(BRIEF) Your answer must be only the lines below from the one containing "Question. The picture above shows the paved" through the one containing "Question. The picture above shows the asphalt", copied exactly, with the pictures left out.

Collection entries
BEGIN

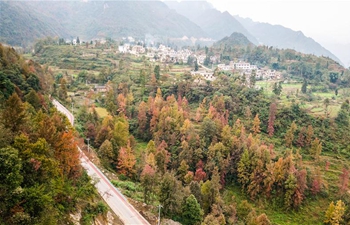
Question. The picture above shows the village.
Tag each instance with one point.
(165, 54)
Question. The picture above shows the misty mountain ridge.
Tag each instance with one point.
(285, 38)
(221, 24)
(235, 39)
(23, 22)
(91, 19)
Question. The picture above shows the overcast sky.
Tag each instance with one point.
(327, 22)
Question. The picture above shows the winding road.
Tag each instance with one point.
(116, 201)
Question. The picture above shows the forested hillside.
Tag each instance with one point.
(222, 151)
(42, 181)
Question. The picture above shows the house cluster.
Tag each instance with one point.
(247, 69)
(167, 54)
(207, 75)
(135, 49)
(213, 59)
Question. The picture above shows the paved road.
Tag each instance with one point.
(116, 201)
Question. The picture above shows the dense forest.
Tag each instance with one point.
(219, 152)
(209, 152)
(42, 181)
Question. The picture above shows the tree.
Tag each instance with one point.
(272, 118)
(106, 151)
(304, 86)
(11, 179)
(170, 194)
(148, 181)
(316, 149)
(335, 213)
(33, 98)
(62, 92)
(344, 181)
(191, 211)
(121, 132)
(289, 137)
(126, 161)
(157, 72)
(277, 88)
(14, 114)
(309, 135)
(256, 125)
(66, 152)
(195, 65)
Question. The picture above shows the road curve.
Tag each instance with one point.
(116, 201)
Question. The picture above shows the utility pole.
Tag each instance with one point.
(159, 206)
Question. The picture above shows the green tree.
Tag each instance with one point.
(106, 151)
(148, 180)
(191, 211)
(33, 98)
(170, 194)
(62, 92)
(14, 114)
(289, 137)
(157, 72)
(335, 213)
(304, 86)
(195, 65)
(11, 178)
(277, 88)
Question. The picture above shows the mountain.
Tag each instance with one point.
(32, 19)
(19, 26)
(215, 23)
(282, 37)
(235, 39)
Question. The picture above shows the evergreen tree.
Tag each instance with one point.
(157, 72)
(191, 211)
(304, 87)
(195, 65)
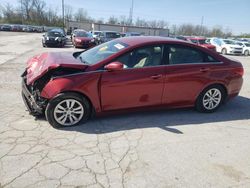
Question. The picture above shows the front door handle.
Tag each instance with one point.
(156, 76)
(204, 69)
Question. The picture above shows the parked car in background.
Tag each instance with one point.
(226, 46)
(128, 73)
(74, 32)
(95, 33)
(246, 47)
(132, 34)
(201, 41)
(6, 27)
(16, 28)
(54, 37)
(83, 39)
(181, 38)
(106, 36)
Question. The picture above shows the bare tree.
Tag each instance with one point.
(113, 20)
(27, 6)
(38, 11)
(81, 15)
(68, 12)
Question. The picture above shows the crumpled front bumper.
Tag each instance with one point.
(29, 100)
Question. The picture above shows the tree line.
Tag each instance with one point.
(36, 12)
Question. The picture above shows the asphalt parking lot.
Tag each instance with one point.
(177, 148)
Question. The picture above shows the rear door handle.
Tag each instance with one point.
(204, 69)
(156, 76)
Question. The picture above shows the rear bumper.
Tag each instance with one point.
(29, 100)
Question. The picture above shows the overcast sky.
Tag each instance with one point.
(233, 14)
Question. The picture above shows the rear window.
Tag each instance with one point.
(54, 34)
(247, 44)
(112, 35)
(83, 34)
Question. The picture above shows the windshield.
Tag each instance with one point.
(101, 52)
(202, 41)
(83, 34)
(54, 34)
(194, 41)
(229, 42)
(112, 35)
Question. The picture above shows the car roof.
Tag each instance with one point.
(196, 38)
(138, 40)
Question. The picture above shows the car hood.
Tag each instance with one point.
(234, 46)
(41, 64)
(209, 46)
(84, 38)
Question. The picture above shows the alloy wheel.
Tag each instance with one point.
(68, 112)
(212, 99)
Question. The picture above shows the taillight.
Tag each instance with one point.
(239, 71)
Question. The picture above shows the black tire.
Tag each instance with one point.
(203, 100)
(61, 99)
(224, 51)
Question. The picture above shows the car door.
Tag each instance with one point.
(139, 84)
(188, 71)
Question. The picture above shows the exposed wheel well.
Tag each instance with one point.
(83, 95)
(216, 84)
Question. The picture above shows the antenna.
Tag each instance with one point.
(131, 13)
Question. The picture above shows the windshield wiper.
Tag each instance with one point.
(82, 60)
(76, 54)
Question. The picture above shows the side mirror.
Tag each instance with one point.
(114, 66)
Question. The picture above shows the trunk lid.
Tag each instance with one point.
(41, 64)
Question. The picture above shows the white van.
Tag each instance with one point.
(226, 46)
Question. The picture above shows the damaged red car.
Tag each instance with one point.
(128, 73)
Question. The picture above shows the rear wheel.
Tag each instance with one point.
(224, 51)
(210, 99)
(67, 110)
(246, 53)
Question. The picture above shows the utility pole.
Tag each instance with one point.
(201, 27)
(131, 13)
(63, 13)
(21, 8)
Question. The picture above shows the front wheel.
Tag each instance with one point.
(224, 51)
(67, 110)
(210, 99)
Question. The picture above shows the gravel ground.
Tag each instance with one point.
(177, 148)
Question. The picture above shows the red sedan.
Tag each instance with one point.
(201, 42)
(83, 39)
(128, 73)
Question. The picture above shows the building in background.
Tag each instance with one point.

END

(SOLUTION FOR THIS EXERCISE)
Question. The picture above shows the paved road.
Tag each instance with one point.
(116, 201)
Question. The picture above shows the dense forest.
Tag each instance with one point.
(219, 152)
(209, 152)
(42, 181)
Question. The picture above shows the tree.
Tag each instance with one point.
(272, 118)
(106, 151)
(304, 86)
(11, 179)
(170, 194)
(148, 181)
(316, 149)
(335, 213)
(33, 98)
(62, 92)
(344, 181)
(191, 211)
(121, 132)
(289, 137)
(126, 161)
(157, 72)
(277, 88)
(14, 114)
(309, 135)
(256, 125)
(66, 152)
(195, 65)
Question. The picture above shows the road curve.
Tag each instance with one point.
(116, 201)
Question. The picture above shows the utility pole.
Tag each instance with one point.
(159, 206)
Question. The picture above shows the green tree.
Tag each instance with one point.
(106, 151)
(148, 180)
(191, 211)
(33, 98)
(170, 194)
(62, 92)
(14, 114)
(289, 137)
(157, 72)
(335, 213)
(304, 86)
(195, 65)
(11, 178)
(277, 88)
Question. The picture above shows the mountain.
Tag each instance with one point.
(32, 19)
(19, 26)
(215, 23)
(282, 37)
(235, 39)
Question. The picture above shows the evergreen tree.
Tag each instance with one point.
(157, 72)
(191, 211)
(304, 87)
(195, 65)
Question. The picture above shows the front door handle.
Tag each instance with one point.
(156, 76)
(204, 69)
Question. The picture above shows the parked car in background.
Tag each instance with one point.
(226, 46)
(128, 73)
(74, 32)
(95, 33)
(246, 47)
(132, 34)
(201, 41)
(6, 27)
(16, 28)
(54, 37)
(83, 39)
(181, 38)
(106, 36)
Question. The picture above shows the bare tree.
Tag each instance with one point.
(113, 20)
(27, 6)
(38, 11)
(81, 15)
(68, 12)
Question. The picture above shows the crumpled front bumper.
Tag each instance with one point.
(29, 100)
Question. The picture above shows the tree line.
Tag each instance with one point.
(36, 12)
Question. The picture above shows the asphalt parking lot.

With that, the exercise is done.